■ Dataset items

-- Opening Marker --

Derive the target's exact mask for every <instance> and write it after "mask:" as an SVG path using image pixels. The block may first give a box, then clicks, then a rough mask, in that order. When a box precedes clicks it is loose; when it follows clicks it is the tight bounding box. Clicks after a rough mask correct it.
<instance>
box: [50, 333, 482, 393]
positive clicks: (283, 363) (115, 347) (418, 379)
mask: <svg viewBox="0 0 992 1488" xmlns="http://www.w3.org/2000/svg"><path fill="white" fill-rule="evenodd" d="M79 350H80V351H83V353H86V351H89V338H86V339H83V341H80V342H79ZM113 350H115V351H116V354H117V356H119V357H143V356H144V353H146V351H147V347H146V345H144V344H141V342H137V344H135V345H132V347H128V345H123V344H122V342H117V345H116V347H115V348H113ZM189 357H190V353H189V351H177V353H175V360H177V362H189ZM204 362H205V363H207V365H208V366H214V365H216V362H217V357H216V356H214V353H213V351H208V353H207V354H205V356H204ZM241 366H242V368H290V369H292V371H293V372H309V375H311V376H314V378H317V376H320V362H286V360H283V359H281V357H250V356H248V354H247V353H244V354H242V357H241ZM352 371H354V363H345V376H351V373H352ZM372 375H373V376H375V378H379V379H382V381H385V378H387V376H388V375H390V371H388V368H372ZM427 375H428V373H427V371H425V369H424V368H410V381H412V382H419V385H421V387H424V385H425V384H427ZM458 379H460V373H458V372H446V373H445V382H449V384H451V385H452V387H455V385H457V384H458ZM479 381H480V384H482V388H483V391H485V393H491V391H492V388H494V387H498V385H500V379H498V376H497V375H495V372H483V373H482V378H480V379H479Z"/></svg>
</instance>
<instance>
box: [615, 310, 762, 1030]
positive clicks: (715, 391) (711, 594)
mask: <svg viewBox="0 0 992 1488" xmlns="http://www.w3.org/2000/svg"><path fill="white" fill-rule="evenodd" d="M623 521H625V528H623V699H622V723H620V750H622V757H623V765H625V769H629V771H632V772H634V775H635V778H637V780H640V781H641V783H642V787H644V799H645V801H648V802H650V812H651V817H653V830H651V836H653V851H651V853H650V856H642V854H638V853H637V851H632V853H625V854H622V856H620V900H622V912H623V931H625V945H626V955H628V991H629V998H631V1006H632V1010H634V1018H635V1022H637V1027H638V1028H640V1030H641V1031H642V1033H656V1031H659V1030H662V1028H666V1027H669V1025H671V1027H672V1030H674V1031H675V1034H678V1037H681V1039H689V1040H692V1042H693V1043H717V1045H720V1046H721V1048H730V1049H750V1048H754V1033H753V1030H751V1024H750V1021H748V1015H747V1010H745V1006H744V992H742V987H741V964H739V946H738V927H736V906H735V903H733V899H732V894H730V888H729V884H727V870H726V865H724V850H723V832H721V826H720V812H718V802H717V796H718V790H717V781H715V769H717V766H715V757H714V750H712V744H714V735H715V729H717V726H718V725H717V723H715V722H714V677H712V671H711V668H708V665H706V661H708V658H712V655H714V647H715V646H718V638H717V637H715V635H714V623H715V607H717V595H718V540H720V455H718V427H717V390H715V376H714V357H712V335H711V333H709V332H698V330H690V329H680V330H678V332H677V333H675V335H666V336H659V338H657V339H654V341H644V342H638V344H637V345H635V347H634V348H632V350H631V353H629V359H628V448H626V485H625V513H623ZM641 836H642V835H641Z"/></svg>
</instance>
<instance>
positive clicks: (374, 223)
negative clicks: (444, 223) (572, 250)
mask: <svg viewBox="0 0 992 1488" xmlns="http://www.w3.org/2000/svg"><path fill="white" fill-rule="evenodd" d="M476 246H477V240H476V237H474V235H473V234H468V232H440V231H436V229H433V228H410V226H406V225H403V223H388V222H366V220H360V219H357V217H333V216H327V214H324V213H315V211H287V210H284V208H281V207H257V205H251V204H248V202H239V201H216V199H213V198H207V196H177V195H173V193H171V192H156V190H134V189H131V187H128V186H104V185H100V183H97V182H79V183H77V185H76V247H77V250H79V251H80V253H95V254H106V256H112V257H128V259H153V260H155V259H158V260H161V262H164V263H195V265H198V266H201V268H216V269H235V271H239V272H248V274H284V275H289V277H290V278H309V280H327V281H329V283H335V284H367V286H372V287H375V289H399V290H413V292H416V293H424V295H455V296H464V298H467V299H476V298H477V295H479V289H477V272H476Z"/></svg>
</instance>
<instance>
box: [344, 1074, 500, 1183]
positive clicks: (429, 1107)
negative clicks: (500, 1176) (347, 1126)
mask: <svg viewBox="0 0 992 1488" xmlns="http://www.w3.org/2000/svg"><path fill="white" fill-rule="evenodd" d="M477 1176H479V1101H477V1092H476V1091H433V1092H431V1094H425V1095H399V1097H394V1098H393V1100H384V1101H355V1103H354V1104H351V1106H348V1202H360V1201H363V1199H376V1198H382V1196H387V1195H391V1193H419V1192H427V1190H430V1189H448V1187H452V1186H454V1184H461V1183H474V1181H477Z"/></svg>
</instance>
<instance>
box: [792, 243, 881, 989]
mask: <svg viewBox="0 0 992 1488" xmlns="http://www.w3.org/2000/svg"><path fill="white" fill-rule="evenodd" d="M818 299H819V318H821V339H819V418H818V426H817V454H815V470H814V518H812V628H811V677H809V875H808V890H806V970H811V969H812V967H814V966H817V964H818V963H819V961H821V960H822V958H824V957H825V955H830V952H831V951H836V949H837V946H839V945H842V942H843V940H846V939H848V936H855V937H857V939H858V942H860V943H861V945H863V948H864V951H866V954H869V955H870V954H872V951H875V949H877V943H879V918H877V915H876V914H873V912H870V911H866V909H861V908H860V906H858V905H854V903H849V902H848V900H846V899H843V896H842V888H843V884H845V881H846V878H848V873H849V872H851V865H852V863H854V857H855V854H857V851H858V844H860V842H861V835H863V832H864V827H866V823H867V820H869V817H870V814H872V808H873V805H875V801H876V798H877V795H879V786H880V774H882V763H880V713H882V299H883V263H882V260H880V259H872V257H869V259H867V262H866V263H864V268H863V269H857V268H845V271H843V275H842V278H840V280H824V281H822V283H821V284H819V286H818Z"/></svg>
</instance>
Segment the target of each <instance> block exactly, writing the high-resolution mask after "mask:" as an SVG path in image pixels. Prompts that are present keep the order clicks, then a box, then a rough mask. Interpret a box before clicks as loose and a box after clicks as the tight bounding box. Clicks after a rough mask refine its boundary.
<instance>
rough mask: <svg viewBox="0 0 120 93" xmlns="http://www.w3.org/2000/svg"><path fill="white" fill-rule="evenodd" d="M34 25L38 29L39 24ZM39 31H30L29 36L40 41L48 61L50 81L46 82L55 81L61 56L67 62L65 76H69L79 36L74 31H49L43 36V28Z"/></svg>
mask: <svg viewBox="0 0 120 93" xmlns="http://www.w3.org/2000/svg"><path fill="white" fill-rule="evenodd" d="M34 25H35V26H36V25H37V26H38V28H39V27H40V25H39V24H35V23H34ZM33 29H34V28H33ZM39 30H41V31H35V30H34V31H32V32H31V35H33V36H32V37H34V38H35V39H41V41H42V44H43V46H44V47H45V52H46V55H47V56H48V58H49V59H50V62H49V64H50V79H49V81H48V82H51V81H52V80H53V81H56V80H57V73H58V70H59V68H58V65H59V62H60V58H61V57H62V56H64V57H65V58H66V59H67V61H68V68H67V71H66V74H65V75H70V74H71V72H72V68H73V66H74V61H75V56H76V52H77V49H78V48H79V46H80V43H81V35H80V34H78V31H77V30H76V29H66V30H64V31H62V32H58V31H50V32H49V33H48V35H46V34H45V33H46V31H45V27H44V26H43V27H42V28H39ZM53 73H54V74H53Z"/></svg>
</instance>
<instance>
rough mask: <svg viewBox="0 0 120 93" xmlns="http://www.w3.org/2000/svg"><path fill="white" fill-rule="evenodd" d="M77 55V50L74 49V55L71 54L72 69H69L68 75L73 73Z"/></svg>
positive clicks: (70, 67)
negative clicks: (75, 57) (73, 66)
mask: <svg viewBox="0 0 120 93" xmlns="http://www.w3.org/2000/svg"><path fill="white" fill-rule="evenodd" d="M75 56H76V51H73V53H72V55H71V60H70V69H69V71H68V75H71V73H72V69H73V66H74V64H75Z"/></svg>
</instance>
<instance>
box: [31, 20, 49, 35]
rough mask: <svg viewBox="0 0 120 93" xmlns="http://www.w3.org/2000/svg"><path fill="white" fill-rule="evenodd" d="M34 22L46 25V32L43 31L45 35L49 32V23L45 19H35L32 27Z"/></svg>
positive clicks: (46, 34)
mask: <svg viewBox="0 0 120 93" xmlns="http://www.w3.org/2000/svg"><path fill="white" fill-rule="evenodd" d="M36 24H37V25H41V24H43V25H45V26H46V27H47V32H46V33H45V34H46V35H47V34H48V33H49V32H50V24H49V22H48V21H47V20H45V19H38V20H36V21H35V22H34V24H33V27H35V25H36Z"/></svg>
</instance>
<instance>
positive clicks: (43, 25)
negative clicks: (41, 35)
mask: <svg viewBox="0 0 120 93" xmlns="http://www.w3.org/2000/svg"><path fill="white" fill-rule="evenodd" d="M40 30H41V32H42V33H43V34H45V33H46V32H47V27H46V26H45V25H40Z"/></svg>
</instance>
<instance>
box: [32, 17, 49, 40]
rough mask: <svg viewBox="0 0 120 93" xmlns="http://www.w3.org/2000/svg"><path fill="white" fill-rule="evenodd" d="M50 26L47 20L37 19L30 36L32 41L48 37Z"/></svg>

-- Closing Marker --

■ Exercise requirements
In exact wording, restate the lines of the data above from the first through the one holding "box: [50, 333, 482, 393]", and stop after that line.

■ Written reply
Derive the target's exact mask for every <instance> and write it after "mask:" as an SVG path using image pixels. The block may first give a box, then clicks, then a rough mask, in that order. When a box precedes clicks it is loose; when it follows clicks it is the tight bounding box. Clicks after a rough mask correct it.
<instance>
box: [50, 333, 482, 393]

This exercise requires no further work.